* SOURCE DATA *
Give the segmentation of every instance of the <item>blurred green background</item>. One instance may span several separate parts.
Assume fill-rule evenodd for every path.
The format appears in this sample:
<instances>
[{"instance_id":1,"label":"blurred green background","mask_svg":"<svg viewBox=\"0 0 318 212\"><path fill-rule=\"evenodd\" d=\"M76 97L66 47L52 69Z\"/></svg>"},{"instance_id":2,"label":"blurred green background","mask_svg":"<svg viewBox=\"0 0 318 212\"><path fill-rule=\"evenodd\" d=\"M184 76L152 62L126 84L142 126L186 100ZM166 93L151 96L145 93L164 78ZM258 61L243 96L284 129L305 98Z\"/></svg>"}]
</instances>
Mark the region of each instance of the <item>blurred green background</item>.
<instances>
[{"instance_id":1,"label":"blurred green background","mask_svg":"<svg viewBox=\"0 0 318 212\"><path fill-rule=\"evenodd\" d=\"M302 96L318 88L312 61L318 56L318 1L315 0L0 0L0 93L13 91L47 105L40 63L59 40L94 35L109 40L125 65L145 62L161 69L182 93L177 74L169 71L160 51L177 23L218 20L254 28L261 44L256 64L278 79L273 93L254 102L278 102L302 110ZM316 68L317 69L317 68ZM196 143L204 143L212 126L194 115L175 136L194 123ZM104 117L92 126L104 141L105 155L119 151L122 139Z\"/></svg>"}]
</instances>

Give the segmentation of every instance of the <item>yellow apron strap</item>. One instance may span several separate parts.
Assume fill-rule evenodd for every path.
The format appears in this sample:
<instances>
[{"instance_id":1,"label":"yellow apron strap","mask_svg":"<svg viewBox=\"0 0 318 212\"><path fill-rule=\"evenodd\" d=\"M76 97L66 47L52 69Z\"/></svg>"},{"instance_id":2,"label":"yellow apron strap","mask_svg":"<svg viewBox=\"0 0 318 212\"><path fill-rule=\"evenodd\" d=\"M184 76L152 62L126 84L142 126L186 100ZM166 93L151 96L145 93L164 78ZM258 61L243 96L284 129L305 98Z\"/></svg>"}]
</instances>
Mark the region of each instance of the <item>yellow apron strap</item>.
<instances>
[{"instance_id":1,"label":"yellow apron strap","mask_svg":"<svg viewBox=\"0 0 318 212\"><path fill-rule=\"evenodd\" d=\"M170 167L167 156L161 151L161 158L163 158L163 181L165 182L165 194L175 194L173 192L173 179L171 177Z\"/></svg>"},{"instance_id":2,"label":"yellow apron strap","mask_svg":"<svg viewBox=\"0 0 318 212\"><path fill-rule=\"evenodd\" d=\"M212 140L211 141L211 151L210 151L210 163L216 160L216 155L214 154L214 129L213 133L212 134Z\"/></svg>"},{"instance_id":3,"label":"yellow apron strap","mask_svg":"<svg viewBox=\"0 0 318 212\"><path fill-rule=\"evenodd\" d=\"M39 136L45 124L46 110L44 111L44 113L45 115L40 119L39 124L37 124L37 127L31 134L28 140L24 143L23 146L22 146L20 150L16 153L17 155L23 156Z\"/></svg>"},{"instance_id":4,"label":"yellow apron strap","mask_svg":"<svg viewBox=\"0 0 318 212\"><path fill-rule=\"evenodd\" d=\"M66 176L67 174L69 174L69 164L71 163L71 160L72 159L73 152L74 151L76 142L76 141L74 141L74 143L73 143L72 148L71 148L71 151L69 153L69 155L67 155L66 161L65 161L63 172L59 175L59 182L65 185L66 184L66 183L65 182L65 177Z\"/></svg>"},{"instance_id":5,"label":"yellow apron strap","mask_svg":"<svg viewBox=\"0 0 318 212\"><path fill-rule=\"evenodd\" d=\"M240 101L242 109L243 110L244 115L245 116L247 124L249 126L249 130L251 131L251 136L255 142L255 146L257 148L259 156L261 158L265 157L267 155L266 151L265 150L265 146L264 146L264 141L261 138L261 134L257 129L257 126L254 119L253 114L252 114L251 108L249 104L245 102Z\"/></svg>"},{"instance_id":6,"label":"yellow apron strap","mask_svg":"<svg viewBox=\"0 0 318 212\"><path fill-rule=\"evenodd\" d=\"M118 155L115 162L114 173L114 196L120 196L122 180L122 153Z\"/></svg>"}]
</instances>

* WHAT IS NEEDED *
Return every line of the data above verbatim, keeping each character and line break unchanged.

* FULL OUTPUT *
Give the segmentation of every instance of the <item>blurred green background</item>. One instance may span several separate parts.
Assume fill-rule evenodd for every path.
The format appears in this sample:
<instances>
[{"instance_id":1,"label":"blurred green background","mask_svg":"<svg viewBox=\"0 0 318 212\"><path fill-rule=\"evenodd\" d=\"M76 97L66 47L52 69Z\"/></svg>"},{"instance_id":2,"label":"blurred green background","mask_svg":"<svg viewBox=\"0 0 318 212\"><path fill-rule=\"evenodd\" d=\"M184 76L152 62L126 84L142 126L186 100ZM166 93L151 96L145 93L164 78ZM258 61L243 96L284 129L305 98Z\"/></svg>"}]
</instances>
Mark the region of each instance of the <item>blurred green background</item>.
<instances>
[{"instance_id":1,"label":"blurred green background","mask_svg":"<svg viewBox=\"0 0 318 212\"><path fill-rule=\"evenodd\" d=\"M302 96L318 88L312 61L318 56L318 1L315 0L0 0L0 93L13 91L47 105L40 63L59 40L94 35L109 40L125 65L145 62L161 69L182 93L177 74L169 71L160 51L177 23L218 20L254 28L261 44L256 64L278 79L273 93L254 102L278 102L302 110ZM316 68L317 69L317 68ZM196 143L204 143L212 126L194 115L175 136L194 123ZM104 117L92 126L104 141L105 155L119 151L122 139Z\"/></svg>"}]
</instances>

Give the segmentation of every instance of the <item>yellow apron strap</item>. One instance may span several separate parts.
Assume fill-rule evenodd for every path.
The format appears in this sample:
<instances>
[{"instance_id":1,"label":"yellow apron strap","mask_svg":"<svg viewBox=\"0 0 318 212\"><path fill-rule=\"evenodd\" d=\"M76 97L66 47L52 69Z\"/></svg>"},{"instance_id":2,"label":"yellow apron strap","mask_svg":"<svg viewBox=\"0 0 318 212\"><path fill-rule=\"evenodd\" d=\"M184 76L152 62L126 84L142 126L186 100ZM166 93L151 96L145 93L164 78ZM258 61L243 96L284 129L305 98Z\"/></svg>"}]
</instances>
Mark the region of each instance of the <item>yellow apron strap</item>.
<instances>
[{"instance_id":1,"label":"yellow apron strap","mask_svg":"<svg viewBox=\"0 0 318 212\"><path fill-rule=\"evenodd\" d=\"M170 167L167 156L161 151L161 158L163 158L163 181L165 182L165 194L175 194L173 192L173 179L171 177Z\"/></svg>"},{"instance_id":2,"label":"yellow apron strap","mask_svg":"<svg viewBox=\"0 0 318 212\"><path fill-rule=\"evenodd\" d=\"M212 140L211 141L211 151L210 151L210 163L216 160L216 155L214 154L214 129L213 133L212 134Z\"/></svg>"},{"instance_id":3,"label":"yellow apron strap","mask_svg":"<svg viewBox=\"0 0 318 212\"><path fill-rule=\"evenodd\" d=\"M39 136L45 124L46 110L44 111L44 113L45 115L40 119L39 124L37 124L37 127L31 134L28 140L24 143L23 146L22 146L20 150L16 153L17 155L23 156Z\"/></svg>"},{"instance_id":4,"label":"yellow apron strap","mask_svg":"<svg viewBox=\"0 0 318 212\"><path fill-rule=\"evenodd\" d=\"M66 176L67 174L69 174L69 164L71 163L71 160L72 159L73 152L74 151L76 142L76 141L74 141L74 143L73 143L72 148L71 148L71 151L69 153L69 155L67 155L66 161L65 161L63 172L59 175L59 182L65 185L66 184L66 183L65 182L65 177Z\"/></svg>"},{"instance_id":5,"label":"yellow apron strap","mask_svg":"<svg viewBox=\"0 0 318 212\"><path fill-rule=\"evenodd\" d=\"M240 101L242 109L243 110L244 115L245 116L247 124L249 126L249 130L251 131L251 136L255 142L255 146L257 148L259 156L261 158L265 157L267 155L266 151L265 150L265 146L264 146L264 141L261 138L261 134L257 129L257 126L254 119L253 114L252 114L251 108L249 104L245 102Z\"/></svg>"},{"instance_id":6,"label":"yellow apron strap","mask_svg":"<svg viewBox=\"0 0 318 212\"><path fill-rule=\"evenodd\" d=\"M118 155L115 162L114 173L114 196L120 196L122 180L122 153Z\"/></svg>"}]
</instances>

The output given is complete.